Display each line of the records that contains the word "target". Only matches in the same letter case count.

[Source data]
/---
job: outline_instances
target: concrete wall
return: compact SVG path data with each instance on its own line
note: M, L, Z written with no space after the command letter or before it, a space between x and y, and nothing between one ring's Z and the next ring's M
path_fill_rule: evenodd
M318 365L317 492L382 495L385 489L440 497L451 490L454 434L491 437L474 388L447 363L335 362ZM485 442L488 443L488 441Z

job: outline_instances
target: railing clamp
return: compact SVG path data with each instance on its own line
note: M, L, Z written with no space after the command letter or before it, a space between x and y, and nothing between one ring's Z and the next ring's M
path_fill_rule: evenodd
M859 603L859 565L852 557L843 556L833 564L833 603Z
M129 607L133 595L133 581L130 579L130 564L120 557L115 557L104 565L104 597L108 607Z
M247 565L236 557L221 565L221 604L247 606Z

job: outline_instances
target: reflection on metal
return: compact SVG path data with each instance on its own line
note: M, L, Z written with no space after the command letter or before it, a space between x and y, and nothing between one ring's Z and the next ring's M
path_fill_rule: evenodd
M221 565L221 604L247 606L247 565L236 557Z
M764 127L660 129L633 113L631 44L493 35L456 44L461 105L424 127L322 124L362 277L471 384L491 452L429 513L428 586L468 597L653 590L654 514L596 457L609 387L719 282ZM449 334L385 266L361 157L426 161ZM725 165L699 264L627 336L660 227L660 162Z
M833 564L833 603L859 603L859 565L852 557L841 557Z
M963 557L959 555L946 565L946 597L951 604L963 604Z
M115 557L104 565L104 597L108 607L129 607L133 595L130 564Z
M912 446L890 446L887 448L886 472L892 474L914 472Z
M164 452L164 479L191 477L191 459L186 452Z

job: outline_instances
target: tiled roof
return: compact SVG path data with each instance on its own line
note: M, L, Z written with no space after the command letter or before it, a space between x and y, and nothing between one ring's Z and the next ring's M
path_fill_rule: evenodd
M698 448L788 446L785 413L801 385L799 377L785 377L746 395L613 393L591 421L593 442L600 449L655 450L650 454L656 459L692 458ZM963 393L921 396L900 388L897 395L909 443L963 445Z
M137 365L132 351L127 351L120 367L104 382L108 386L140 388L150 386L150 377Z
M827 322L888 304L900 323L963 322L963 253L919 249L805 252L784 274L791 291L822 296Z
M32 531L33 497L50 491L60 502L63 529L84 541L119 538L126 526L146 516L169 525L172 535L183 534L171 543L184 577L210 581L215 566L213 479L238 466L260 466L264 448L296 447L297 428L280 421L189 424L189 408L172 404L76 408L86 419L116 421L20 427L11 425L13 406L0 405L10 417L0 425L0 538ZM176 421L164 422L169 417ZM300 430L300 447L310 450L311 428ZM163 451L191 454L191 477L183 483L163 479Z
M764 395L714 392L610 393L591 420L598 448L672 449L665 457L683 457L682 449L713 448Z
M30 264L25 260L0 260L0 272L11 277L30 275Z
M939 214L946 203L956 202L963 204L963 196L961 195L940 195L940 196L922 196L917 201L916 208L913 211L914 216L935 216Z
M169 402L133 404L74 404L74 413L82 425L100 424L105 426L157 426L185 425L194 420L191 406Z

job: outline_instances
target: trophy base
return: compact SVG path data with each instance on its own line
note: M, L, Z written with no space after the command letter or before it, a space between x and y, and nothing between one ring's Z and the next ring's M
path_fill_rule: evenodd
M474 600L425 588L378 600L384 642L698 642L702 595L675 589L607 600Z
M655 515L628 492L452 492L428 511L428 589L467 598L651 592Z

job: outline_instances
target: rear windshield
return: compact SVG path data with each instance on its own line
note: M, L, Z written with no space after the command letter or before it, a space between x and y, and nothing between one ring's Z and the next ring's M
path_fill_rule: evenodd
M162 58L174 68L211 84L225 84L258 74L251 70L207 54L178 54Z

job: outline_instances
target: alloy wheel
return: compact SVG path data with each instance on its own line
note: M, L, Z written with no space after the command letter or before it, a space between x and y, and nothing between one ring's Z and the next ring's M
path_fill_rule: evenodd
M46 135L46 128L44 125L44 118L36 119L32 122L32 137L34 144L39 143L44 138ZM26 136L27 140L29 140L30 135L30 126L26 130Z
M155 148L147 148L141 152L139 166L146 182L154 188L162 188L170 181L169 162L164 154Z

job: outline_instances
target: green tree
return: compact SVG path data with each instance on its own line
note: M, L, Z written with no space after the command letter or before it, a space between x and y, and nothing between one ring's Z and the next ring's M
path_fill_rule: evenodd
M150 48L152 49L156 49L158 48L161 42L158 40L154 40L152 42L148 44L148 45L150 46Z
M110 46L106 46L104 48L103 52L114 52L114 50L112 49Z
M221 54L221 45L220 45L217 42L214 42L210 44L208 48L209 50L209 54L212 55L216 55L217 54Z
\---
## The output
target: concrete wall
target: railing clamp
target: reflection on metal
target: tiled roof
target: trophy base
target: rear windshield
target: alloy wheel
target: green tree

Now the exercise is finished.